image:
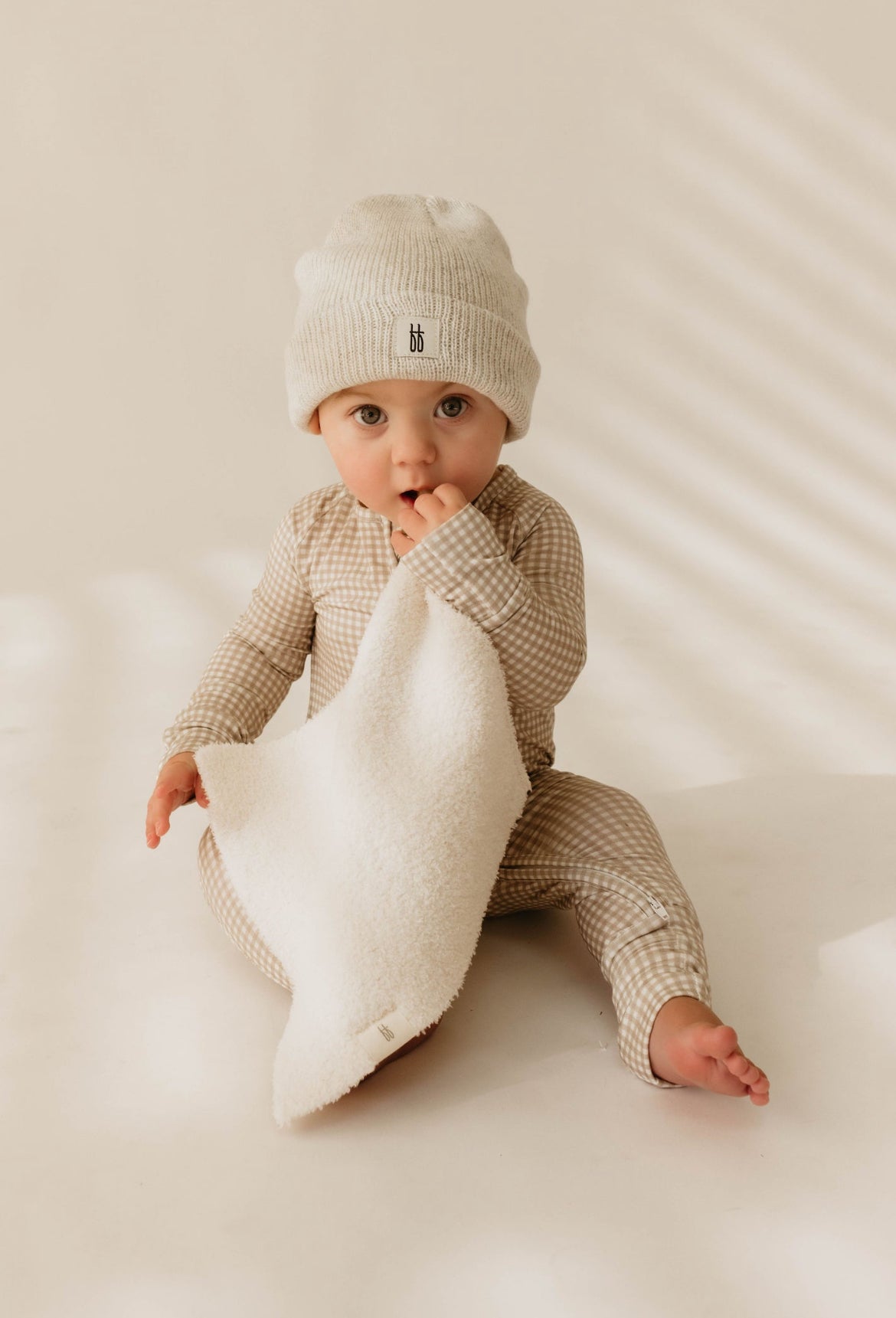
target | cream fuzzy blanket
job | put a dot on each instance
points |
(365, 844)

━━━━━━━━

* Your objective *
Can you turn the lines of the records above into a numbered list, skipping any blank lines and leaving the pictures out?

* Exercise response *
1. image:
2. target | cream fuzzy blanket
3. job | put a dot on each instance
4. points |
5. (365, 844)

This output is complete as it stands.